=== Provided information ===

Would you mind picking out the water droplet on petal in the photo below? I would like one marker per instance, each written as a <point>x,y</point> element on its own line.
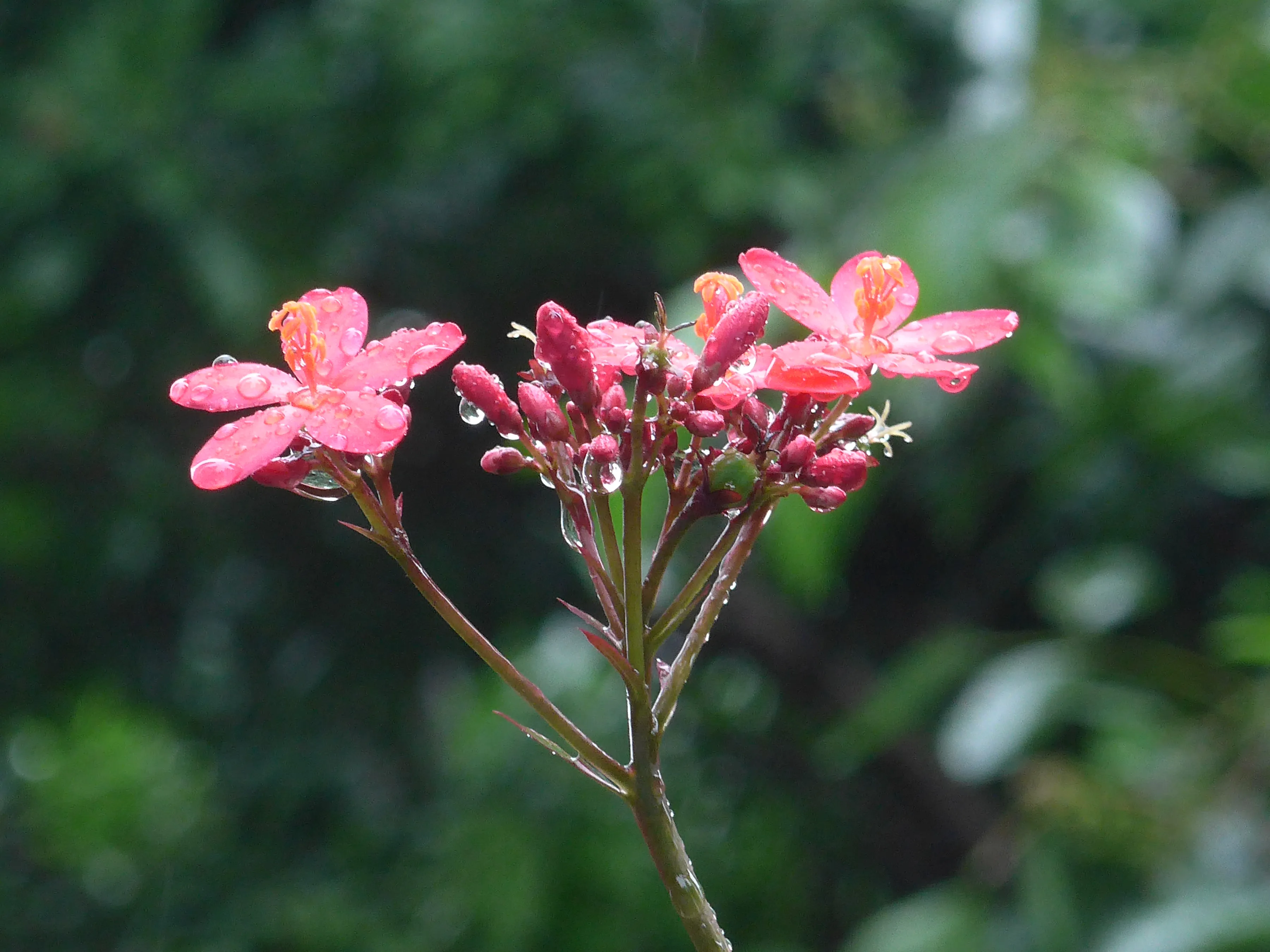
<point>214,474</point>
<point>391,418</point>
<point>953,342</point>
<point>611,476</point>
<point>351,341</point>
<point>253,385</point>
<point>469,413</point>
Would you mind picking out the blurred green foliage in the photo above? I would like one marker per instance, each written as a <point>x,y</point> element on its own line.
<point>1014,698</point>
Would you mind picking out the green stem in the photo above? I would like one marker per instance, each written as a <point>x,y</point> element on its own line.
<point>684,603</point>
<point>389,533</point>
<point>666,701</point>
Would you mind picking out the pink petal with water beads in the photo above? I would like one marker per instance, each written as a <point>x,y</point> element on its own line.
<point>361,423</point>
<point>848,282</point>
<point>956,333</point>
<point>342,322</point>
<point>792,290</point>
<point>242,447</point>
<point>402,356</point>
<point>952,376</point>
<point>820,367</point>
<point>233,386</point>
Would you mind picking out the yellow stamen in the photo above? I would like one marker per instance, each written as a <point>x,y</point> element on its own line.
<point>303,344</point>
<point>718,291</point>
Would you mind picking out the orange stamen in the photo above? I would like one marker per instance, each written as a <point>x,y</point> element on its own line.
<point>876,300</point>
<point>718,291</point>
<point>303,344</point>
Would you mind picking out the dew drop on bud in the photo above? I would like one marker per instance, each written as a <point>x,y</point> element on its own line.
<point>469,413</point>
<point>351,341</point>
<point>391,418</point>
<point>611,476</point>
<point>214,474</point>
<point>569,529</point>
<point>253,385</point>
<point>953,342</point>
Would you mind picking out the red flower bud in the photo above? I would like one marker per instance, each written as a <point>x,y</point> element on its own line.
<point>604,448</point>
<point>853,426</point>
<point>284,474</point>
<point>484,391</point>
<point>704,423</point>
<point>564,346</point>
<point>741,325</point>
<point>502,461</point>
<point>822,499</point>
<point>839,468</point>
<point>798,454</point>
<point>544,413</point>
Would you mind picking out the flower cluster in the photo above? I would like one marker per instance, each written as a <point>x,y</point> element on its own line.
<point>698,416</point>
<point>343,397</point>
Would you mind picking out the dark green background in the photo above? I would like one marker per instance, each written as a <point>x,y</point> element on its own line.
<point>1011,697</point>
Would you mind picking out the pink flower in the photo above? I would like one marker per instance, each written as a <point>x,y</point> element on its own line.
<point>334,398</point>
<point>859,324</point>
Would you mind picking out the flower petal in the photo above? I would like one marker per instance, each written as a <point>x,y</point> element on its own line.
<point>820,367</point>
<point>848,281</point>
<point>402,356</point>
<point>233,386</point>
<point>792,290</point>
<point>361,423</point>
<point>952,376</point>
<point>342,322</point>
<point>956,333</point>
<point>242,447</point>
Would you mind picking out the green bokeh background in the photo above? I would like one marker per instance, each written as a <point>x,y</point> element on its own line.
<point>1013,697</point>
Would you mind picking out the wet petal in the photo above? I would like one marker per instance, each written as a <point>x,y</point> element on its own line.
<point>954,333</point>
<point>788,287</point>
<point>821,367</point>
<point>233,386</point>
<point>361,423</point>
<point>848,282</point>
<point>342,322</point>
<point>402,356</point>
<point>242,447</point>
<point>952,376</point>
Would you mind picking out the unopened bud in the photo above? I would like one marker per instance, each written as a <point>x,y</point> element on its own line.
<point>484,391</point>
<point>839,468</point>
<point>543,412</point>
<point>704,423</point>
<point>741,325</point>
<point>822,499</point>
<point>798,454</point>
<point>604,448</point>
<point>566,347</point>
<point>853,426</point>
<point>502,461</point>
<point>613,408</point>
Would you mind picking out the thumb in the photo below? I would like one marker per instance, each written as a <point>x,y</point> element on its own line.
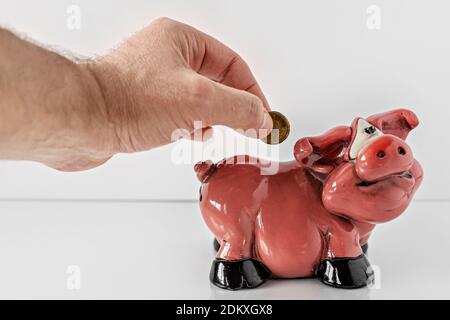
<point>234,108</point>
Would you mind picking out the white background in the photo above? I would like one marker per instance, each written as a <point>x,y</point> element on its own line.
<point>317,62</point>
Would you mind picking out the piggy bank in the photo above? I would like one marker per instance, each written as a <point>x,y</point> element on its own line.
<point>314,216</point>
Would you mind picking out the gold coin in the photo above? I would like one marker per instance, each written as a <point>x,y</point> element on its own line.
<point>280,130</point>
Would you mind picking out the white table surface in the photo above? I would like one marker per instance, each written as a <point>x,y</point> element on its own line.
<point>157,250</point>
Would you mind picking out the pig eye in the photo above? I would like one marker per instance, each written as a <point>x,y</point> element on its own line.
<point>365,133</point>
<point>370,130</point>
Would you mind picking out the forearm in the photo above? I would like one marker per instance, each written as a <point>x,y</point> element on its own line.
<point>48,105</point>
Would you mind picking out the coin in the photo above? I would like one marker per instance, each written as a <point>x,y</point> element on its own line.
<point>280,130</point>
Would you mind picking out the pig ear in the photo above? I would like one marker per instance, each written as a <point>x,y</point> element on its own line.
<point>321,154</point>
<point>397,122</point>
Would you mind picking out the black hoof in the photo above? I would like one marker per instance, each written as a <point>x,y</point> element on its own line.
<point>346,273</point>
<point>238,274</point>
<point>365,247</point>
<point>216,245</point>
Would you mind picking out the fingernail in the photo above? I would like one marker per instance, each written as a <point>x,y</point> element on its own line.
<point>266,126</point>
<point>267,122</point>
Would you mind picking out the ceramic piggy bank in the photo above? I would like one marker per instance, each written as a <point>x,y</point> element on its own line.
<point>314,216</point>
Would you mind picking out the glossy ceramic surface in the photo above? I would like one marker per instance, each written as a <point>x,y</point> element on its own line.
<point>313,215</point>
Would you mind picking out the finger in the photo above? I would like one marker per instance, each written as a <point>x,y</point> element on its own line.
<point>216,61</point>
<point>237,109</point>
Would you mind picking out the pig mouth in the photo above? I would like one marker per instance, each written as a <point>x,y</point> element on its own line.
<point>403,175</point>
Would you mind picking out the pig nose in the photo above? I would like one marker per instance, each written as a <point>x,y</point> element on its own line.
<point>385,156</point>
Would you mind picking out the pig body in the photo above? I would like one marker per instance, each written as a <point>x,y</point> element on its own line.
<point>313,215</point>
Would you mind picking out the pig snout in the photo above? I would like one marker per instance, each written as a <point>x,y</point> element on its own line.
<point>385,156</point>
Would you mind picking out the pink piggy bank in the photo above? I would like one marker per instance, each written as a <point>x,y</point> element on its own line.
<point>315,215</point>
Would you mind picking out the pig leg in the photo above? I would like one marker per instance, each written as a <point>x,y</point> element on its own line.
<point>233,268</point>
<point>345,265</point>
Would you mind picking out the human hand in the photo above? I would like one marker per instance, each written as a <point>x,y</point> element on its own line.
<point>76,115</point>
<point>169,75</point>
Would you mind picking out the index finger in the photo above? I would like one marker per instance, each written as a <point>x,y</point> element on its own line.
<point>216,61</point>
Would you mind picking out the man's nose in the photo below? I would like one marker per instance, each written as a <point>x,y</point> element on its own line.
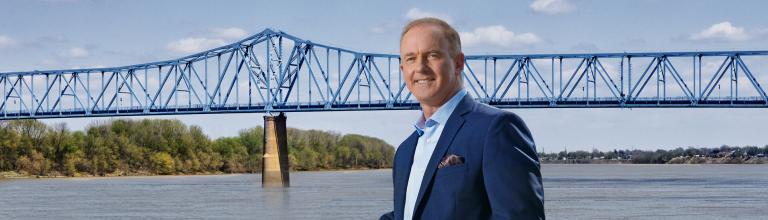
<point>421,66</point>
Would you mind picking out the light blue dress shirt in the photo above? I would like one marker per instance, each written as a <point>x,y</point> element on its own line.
<point>429,131</point>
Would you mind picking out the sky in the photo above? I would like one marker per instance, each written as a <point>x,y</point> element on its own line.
<point>63,34</point>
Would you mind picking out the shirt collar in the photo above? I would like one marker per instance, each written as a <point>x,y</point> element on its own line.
<point>441,115</point>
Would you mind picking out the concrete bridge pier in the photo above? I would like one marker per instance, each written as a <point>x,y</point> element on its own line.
<point>274,163</point>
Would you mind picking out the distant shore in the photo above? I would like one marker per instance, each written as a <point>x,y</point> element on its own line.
<point>676,160</point>
<point>24,175</point>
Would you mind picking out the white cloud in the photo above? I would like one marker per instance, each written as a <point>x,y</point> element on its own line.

===

Retype all the records above word for word, omitting the pictures.

**In response**:
Would you mind picking out the water droplet on petal in the photo below? I would like one marker per instance, each written as a <point>x,y</point> element on its own line.
<point>214,474</point>
<point>391,418</point>
<point>953,342</point>
<point>611,476</point>
<point>351,341</point>
<point>253,385</point>
<point>469,413</point>
Would you mind picking out the blurred green foliage in the photo above? I would like one marker per instance, each written as a <point>x,y</point> element on its own line.
<point>1014,698</point>
Would you mind picking out the green stem in the photo above? I would like one marker per instance, each written as a <point>x,y</point> element on its own line.
<point>684,603</point>
<point>389,533</point>
<point>666,701</point>
Would you mind picking out the pink petal with water beads in the photo above? I would like one marker per instance, each written as a <point>x,y</point> element on its own line.
<point>361,423</point>
<point>848,282</point>
<point>956,333</point>
<point>342,322</point>
<point>792,290</point>
<point>242,447</point>
<point>402,356</point>
<point>952,376</point>
<point>820,367</point>
<point>233,386</point>
Would you mind picking out the yellow stamen in the photo above? I would like one marker per instance, each written as a <point>x,y</point> element on its own line.
<point>303,344</point>
<point>718,291</point>
Would you mind picking out the orange stamen in the photo above? I would like one marker per instance, each written as a <point>x,y</point> element on its own line.
<point>876,300</point>
<point>718,291</point>
<point>303,344</point>
Would you mind picking out the dew drop on bud in the photo above? I would like one marker per instance, each written as a <point>x,y</point> element on its own line.
<point>469,413</point>
<point>351,341</point>
<point>391,418</point>
<point>611,476</point>
<point>214,474</point>
<point>569,529</point>
<point>253,385</point>
<point>953,342</point>
Would you mind picking out the red flower bud in the photo above? I would like one marker per instance, each written as a <point>x,y</point> element on its own line.
<point>604,448</point>
<point>853,426</point>
<point>284,474</point>
<point>484,391</point>
<point>704,423</point>
<point>564,346</point>
<point>741,325</point>
<point>502,461</point>
<point>822,499</point>
<point>839,468</point>
<point>798,454</point>
<point>544,413</point>
Would you mind picking out the flower cluster in the photo above? I would like one marker per instance, each written as a <point>x,y</point> element on its own line.
<point>698,416</point>
<point>343,397</point>
Would you mind picking out the dark green background in the photo above? I would like one marker per instance, each written as a <point>x,y</point> element on its own line.
<point>1011,697</point>
Would you mind picking out the pink flower in the photo above? I would like one marker per instance, each written as a <point>x,y</point> element on its own line.
<point>334,398</point>
<point>859,324</point>
Would you mind picking out the flower petal in the photo above? I would like one marker per instance, each written as a <point>x,y</point> element on its own line.
<point>820,367</point>
<point>848,281</point>
<point>402,356</point>
<point>233,386</point>
<point>792,290</point>
<point>361,423</point>
<point>952,376</point>
<point>342,322</point>
<point>956,333</point>
<point>242,447</point>
Would you mind picking out the green bokeh background in the photo above? I would like one marker per instance, each written as a <point>x,y</point> element on its own line.
<point>1013,697</point>
Would you mind picking out the wet petal in the photo above? I would like one marker per instance, each written as a <point>x,y</point> element on its own line.
<point>954,333</point>
<point>788,287</point>
<point>821,367</point>
<point>233,386</point>
<point>361,423</point>
<point>848,282</point>
<point>342,322</point>
<point>402,356</point>
<point>242,447</point>
<point>952,376</point>
Would you mind picking out the unopened bud in the photo above? I would like one marker per instance, each written as a <point>x,y</point> element on its own line.
<point>484,391</point>
<point>839,468</point>
<point>543,412</point>
<point>704,423</point>
<point>741,325</point>
<point>822,499</point>
<point>798,454</point>
<point>604,448</point>
<point>566,347</point>
<point>853,426</point>
<point>502,461</point>
<point>613,408</point>
Would you mind picking out the thumb in the photo below? I would like one marker per instance, each written as a <point>x,y</point> element on its own line.
<point>234,108</point>
Would you mind picking out the white background in the photo above? I would like one marker per instance, each written as a <point>x,y</point> element on its own line.
<point>317,62</point>
Would you mind picking out the piggy bank in the photo above? I would like one marker per instance, each written as a <point>x,y</point> element on its own line.
<point>314,216</point>
Would you mind picking out the gold coin in the photo above? I would like one marker per instance, each written as a <point>x,y</point> element on its own line.
<point>280,130</point>
Would you mind picking out the white table surface in the photo above? I would like one marker per instance, each written as a <point>x,y</point> element on its own line.
<point>157,250</point>
Would you mind picking out the pig eye in the photo above? I would like one marker per instance, each written as a <point>x,y</point> element on its own line.
<point>365,133</point>
<point>370,130</point>
Would you mind picking out the forearm in the photo above? I would like one marker per instance, each written as a <point>x,y</point> element on its own line.
<point>48,105</point>
Would you mind picking out the coin in the photo above? I would like one marker per instance, each written as a <point>x,y</point> element on its own line.
<point>280,130</point>
Would you mind picking out the pig ear in the photo above? I would like one marker per instance, each written as a <point>x,y</point> element on its own line.
<point>321,154</point>
<point>397,122</point>
Would you mind picking out the black hoof in the photo above? I would like one marker per instance, each written as a <point>x,y</point> element on its own line.
<point>346,273</point>
<point>238,274</point>
<point>365,247</point>
<point>216,245</point>
Would you mind picking out the fingernail in the photo above? I would like one marker per instance, each written as a <point>x,y</point> element on its own line.
<point>266,126</point>
<point>267,122</point>
Would you mind picking out the ceramic piggy bank in the photo above? I would like one marker per instance, each written as a <point>x,y</point> element on its own line.
<point>314,216</point>
Would you mind picking out the glossy ceramic surface in the photo above? I would like one marker per instance, each written as a <point>x,y</point> element on its own line.
<point>313,215</point>
Would you mind picking out the finger in the photo above? I would like one marker per instance, each written as a <point>x,y</point> element on its own line.
<point>216,61</point>
<point>237,109</point>
Would you mind picking out the pig mouth in the photo above? I would like one marker per instance, each written as a <point>x,y</point> element on its own line.
<point>403,175</point>
Would you mind picking out the pig nose in the photo above? I would like one marker per instance, each written as a <point>x,y</point> element on its own line.
<point>385,156</point>
Would you mind picking out the pig body in the photo above? I would like one marker per instance, each written as a <point>x,y</point> element on its own line.
<point>313,215</point>
Would you mind picking out the pig snout in the photo above? I would like one marker per instance, each written as a <point>x,y</point> element on its own line.
<point>385,156</point>
Would you mind picking out the pink piggy bank in the photo above? I would like one marker per instance, each written as a <point>x,y</point> element on its own line.
<point>315,215</point>
Would you mind picking out the pig leg in the photo above? I would like one marker per instance, each written as a <point>x,y</point> element on its own line.
<point>233,268</point>
<point>345,265</point>
Would you mind picking out the human hand in the photo above? I would like one marker per instance, each written as a <point>x,y</point> element on its own line.
<point>76,115</point>
<point>169,75</point>
Would you mind picking out the index finger in the photo above? I would like one marker per instance, each written as a <point>x,y</point> element on its own line.
<point>216,61</point>
Would you mind picking out the man's nose in the photo below? I would like one marker per instance, each written as a <point>x,y</point> element on its own line.
<point>421,66</point>
Would you mind picking out the light blue dress shirt in the photo above? I would like one marker per instance, each written as a <point>x,y</point> element on its own line.
<point>429,131</point>
Would you mind picking out the sky in the photo above? I would like one marker per instance, each written as a <point>x,y</point> element on its own line.
<point>63,34</point>
Would you mind picking out the shirt collar in the photo above? I would like one marker per instance, each written as a <point>x,y</point> element on its own line.
<point>441,115</point>
Would you mind picking out the concrete bridge pier in the photo above? I would like one marker per instance, each written as a <point>x,y</point> element on its own line.
<point>274,163</point>
Would you mind picking out the distant shore in the photo above? I would like one marker per instance, each written as a <point>x,y</point> element on its own line.
<point>676,160</point>
<point>24,175</point>
Would you mind picking out the white cloud in the photo above? I would like one marker per instance, each written as a <point>x,y</point> element on its own line.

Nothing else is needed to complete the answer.